*** Material for the task ***
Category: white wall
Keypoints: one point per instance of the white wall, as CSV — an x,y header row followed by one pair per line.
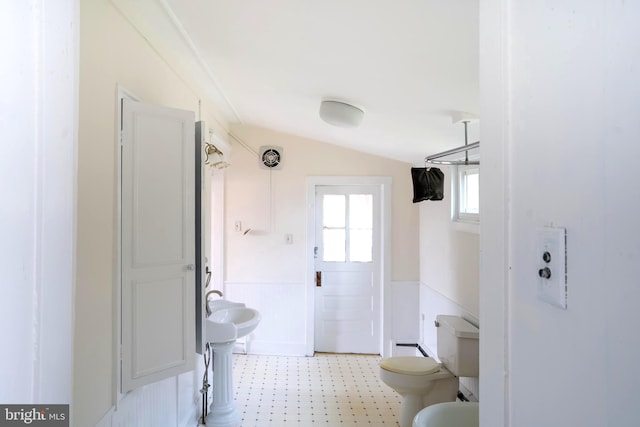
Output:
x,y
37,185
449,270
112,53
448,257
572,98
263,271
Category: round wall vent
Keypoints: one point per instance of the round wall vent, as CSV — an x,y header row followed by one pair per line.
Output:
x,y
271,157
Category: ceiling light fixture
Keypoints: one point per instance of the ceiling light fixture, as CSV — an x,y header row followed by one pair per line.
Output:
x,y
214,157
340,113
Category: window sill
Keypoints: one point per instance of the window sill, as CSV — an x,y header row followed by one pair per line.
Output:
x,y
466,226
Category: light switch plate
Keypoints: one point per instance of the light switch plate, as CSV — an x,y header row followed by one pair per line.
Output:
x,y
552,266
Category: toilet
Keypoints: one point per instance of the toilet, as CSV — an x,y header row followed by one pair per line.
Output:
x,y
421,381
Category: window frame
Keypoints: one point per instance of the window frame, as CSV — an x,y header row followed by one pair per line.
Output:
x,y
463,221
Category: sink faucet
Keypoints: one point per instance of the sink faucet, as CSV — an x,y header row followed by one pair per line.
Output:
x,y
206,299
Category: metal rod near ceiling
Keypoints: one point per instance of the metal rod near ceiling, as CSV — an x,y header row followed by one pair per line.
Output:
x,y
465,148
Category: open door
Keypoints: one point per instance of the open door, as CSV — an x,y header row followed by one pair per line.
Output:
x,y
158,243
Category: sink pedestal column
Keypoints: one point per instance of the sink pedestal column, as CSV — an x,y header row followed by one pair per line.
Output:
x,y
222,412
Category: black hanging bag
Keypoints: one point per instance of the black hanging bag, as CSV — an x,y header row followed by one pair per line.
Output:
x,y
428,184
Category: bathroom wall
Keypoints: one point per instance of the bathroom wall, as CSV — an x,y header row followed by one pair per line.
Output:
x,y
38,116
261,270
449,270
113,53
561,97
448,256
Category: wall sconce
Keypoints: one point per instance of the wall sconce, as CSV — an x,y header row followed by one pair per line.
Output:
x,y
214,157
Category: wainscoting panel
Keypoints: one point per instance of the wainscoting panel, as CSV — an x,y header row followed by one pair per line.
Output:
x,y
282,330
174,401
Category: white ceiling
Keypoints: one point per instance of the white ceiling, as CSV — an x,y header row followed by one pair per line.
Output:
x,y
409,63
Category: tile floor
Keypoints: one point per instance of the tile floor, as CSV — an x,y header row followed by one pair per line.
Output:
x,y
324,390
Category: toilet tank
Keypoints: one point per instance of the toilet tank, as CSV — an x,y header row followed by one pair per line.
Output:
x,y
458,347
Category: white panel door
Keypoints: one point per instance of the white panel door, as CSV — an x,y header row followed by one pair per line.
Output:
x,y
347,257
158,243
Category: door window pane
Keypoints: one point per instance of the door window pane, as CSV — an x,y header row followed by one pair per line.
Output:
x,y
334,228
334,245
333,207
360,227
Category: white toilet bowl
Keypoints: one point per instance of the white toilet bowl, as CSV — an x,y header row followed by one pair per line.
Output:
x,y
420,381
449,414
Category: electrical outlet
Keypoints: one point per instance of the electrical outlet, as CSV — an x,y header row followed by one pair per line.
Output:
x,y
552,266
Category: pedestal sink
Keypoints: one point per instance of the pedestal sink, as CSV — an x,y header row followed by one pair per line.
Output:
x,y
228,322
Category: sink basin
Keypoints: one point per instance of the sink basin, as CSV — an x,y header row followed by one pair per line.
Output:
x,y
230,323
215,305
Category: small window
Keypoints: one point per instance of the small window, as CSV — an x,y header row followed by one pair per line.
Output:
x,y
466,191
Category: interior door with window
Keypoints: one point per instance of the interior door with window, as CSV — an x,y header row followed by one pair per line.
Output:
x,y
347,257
***
- _Exercise requirements_:
Among the entries, find each line that includes the string "interior" and copy it.

- _Response for this exercise_:
Category: interior door with window
Keypoints: one point per instance of the interior door with window, as CSV — an x,y header row followed by one pair per line.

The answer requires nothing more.